*** Information supplied Section Begins ***

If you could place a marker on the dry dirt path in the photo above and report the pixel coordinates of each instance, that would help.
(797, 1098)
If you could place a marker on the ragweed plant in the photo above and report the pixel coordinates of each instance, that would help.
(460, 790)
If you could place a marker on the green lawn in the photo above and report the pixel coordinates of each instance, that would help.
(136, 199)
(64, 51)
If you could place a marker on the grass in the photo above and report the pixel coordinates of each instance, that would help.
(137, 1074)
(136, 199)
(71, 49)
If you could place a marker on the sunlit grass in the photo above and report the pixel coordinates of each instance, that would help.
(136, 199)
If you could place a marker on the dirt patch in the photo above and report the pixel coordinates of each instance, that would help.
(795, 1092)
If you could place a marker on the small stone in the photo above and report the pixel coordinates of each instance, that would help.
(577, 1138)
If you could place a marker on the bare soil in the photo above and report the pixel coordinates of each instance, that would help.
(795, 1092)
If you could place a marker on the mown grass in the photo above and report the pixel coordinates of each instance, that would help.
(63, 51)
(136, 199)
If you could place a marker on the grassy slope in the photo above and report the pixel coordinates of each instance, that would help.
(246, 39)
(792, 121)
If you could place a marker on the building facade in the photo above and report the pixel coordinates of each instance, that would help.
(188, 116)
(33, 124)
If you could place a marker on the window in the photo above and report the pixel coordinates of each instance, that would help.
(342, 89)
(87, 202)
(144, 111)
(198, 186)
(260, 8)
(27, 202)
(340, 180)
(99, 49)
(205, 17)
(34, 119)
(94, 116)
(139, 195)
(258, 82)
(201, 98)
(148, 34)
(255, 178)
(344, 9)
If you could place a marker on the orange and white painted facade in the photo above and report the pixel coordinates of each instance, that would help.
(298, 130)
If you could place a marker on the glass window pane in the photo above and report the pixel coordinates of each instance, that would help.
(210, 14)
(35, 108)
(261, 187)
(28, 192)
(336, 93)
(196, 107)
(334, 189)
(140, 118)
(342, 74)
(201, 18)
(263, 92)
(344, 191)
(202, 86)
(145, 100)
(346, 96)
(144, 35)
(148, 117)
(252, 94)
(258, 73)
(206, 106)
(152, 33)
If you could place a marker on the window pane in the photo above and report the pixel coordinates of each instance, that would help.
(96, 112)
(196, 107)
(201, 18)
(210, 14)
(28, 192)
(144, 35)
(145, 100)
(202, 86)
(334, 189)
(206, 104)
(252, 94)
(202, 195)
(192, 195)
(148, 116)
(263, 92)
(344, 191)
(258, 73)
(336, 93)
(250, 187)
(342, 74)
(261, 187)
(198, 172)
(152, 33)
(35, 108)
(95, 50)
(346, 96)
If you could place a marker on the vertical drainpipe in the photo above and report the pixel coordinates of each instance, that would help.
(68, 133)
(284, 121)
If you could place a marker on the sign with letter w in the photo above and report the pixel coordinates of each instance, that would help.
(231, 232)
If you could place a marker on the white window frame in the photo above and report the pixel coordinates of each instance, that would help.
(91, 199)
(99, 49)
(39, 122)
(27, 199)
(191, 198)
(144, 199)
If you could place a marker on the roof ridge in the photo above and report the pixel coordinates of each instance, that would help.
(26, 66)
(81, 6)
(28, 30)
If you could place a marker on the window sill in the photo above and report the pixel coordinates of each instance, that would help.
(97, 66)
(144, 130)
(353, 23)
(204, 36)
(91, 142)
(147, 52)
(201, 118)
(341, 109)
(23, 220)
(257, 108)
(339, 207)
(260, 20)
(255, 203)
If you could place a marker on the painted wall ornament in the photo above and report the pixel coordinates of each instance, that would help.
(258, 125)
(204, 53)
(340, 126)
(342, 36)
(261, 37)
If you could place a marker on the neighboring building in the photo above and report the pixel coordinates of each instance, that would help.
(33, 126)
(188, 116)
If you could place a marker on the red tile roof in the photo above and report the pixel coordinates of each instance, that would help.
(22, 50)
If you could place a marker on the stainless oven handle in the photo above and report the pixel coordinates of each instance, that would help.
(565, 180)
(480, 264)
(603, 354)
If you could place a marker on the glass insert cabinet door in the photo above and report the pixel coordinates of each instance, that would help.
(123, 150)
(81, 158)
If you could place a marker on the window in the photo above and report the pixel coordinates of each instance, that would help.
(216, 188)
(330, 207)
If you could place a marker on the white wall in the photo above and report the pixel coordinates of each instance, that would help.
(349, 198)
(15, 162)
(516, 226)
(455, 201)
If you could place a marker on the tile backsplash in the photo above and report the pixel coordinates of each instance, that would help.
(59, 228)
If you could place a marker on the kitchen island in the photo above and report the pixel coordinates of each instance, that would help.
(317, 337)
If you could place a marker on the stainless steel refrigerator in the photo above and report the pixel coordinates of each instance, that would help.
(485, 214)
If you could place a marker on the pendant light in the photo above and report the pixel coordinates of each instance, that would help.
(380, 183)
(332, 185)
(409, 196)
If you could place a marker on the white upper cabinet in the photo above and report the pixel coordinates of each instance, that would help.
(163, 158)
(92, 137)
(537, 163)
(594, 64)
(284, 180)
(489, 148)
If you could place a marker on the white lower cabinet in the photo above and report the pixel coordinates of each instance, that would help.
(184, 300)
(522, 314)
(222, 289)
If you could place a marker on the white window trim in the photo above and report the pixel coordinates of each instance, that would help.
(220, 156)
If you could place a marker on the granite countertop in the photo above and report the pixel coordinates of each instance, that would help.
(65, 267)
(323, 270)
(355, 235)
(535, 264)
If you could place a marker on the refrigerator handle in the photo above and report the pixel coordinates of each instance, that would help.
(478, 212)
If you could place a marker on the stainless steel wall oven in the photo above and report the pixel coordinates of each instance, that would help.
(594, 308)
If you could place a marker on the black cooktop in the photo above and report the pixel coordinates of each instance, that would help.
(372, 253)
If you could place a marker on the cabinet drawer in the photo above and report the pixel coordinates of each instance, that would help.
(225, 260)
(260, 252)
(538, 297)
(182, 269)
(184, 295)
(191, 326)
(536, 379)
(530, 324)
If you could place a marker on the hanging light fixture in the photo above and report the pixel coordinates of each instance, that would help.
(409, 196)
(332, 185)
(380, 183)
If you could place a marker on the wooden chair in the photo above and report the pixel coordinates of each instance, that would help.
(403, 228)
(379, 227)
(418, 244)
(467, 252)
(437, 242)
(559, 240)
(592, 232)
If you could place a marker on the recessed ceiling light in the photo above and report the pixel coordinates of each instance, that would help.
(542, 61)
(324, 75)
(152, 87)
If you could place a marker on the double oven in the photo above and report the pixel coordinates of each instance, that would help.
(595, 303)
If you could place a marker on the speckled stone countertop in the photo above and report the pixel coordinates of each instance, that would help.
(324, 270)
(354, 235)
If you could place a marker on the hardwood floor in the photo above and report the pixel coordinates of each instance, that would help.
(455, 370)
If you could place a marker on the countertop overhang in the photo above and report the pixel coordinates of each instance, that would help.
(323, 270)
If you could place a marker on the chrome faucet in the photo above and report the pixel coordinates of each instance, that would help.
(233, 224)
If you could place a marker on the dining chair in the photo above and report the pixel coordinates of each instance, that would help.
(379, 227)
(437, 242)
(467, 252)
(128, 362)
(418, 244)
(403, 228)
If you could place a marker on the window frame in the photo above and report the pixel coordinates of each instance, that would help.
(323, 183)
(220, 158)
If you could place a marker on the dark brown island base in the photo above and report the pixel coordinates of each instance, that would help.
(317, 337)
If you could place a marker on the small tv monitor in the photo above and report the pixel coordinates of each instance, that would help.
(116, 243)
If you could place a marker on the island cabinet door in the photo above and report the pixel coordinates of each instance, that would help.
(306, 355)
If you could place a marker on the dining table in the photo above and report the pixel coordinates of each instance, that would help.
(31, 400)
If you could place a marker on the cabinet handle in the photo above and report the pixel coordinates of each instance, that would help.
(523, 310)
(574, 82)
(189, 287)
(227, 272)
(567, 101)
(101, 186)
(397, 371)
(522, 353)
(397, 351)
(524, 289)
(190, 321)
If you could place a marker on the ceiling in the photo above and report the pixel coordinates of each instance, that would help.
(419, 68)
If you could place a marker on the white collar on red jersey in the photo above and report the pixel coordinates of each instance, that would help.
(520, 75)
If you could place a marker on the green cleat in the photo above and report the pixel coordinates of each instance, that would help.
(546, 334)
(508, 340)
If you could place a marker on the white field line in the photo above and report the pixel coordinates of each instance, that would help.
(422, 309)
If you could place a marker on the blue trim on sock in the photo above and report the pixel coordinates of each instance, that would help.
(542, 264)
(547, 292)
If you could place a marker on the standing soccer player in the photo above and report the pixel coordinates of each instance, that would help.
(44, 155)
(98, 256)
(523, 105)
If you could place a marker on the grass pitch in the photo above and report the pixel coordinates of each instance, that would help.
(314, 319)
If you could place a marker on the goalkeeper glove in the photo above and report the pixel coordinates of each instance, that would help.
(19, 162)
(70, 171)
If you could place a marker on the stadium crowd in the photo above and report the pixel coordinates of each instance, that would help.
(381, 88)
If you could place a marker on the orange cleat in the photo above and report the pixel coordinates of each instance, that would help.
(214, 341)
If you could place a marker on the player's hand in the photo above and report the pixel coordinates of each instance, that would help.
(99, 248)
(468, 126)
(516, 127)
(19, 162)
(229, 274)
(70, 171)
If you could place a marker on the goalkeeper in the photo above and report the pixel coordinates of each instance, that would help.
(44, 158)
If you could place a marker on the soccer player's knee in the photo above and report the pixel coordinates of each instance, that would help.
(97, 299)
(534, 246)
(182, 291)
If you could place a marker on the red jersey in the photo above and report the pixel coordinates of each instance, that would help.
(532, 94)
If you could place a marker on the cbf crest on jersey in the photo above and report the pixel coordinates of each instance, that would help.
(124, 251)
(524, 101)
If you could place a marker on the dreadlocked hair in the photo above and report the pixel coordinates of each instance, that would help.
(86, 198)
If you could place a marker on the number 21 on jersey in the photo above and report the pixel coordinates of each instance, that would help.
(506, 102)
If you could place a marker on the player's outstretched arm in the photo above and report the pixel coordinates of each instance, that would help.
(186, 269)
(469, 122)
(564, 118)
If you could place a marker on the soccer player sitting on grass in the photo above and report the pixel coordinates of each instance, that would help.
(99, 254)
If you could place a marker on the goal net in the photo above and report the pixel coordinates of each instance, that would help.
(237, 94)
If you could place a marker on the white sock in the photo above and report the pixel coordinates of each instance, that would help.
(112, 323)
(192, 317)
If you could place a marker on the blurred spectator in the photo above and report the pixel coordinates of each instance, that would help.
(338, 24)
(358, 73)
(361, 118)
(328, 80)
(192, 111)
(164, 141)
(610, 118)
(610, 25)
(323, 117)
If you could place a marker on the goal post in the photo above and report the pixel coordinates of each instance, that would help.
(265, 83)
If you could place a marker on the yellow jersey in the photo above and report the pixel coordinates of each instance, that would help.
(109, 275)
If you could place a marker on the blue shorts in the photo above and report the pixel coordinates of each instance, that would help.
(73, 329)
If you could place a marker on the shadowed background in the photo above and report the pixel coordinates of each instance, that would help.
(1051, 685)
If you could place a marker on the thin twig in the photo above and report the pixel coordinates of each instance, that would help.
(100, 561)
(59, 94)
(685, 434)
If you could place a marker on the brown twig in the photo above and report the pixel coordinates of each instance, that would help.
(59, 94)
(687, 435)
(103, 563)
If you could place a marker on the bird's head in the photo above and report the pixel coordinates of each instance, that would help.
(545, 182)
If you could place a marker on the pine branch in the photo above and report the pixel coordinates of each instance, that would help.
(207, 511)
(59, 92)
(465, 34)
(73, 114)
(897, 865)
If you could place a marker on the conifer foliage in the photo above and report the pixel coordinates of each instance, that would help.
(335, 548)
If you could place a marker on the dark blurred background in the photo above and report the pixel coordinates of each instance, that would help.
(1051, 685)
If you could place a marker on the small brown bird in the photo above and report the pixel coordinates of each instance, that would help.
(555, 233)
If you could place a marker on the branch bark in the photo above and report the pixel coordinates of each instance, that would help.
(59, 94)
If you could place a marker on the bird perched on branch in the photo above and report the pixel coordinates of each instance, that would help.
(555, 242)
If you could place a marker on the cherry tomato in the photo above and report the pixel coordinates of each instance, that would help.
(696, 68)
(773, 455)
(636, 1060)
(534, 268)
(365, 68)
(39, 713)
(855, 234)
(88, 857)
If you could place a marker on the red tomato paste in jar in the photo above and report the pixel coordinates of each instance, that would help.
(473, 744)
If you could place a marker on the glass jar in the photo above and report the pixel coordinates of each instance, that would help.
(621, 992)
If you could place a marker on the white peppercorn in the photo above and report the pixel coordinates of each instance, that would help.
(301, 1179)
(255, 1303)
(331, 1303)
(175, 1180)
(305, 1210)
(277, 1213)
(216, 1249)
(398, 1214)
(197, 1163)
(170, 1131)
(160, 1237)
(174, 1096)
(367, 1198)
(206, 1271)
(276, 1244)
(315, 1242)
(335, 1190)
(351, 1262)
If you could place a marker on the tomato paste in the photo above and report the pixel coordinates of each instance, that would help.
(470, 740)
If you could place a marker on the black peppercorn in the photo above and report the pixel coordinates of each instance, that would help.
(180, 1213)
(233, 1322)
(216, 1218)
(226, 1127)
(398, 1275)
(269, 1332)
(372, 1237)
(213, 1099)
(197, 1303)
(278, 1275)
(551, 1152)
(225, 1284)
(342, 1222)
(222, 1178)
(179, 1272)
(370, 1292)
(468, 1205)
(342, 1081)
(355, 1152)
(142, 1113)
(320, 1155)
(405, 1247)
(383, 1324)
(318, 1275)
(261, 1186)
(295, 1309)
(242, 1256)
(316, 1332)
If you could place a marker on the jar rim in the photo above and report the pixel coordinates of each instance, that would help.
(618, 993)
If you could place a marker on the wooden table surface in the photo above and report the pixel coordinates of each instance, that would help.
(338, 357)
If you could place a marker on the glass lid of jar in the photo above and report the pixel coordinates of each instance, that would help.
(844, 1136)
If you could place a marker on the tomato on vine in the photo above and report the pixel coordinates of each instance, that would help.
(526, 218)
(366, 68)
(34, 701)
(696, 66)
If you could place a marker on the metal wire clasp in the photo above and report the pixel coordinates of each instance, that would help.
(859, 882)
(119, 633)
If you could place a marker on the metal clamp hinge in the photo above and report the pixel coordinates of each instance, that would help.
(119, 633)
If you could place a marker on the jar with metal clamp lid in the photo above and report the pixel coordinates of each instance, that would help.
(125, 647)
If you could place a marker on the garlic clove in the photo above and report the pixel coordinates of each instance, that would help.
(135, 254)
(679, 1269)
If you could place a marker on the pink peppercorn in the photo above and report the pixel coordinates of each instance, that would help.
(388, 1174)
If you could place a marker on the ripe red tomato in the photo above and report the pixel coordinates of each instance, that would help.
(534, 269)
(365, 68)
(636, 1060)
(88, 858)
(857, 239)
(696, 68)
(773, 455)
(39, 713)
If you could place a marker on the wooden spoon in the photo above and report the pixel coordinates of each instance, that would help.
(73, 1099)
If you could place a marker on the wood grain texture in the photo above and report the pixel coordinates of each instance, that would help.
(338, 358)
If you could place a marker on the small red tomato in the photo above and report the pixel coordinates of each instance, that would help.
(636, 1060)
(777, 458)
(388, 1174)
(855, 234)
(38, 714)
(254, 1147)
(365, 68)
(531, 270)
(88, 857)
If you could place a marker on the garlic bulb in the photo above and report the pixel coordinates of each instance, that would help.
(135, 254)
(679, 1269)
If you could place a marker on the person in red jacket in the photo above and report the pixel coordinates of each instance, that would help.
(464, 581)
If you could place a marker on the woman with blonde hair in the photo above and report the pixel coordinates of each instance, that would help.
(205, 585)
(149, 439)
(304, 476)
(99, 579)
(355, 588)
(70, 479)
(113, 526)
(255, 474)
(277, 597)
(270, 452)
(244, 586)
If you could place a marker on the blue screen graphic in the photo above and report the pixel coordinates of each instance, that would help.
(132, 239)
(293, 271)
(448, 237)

*** Information supplied Section Ends ***

Description of the task: Your answer must be the line with "If you could place a marker on the person" and all lines after it through the final line of the entries, copied exactly and with nothing added.

Solution for this exercise:
If you could place a marker on the person in red jacket in the photo above and report the pixel coordinates of each instance, that would help.
(464, 581)
If you could place a marker on the woman with blonde hair in the photo above and report the pixel coordinates of each instance, that would help.
(205, 585)
(149, 439)
(304, 476)
(99, 579)
(355, 588)
(70, 479)
(113, 526)
(255, 474)
(277, 597)
(270, 452)
(244, 586)
If you could place a marker on the blue screen graphic in the photo above and report the pixel coordinates of each instance, that would help.
(132, 239)
(293, 271)
(448, 237)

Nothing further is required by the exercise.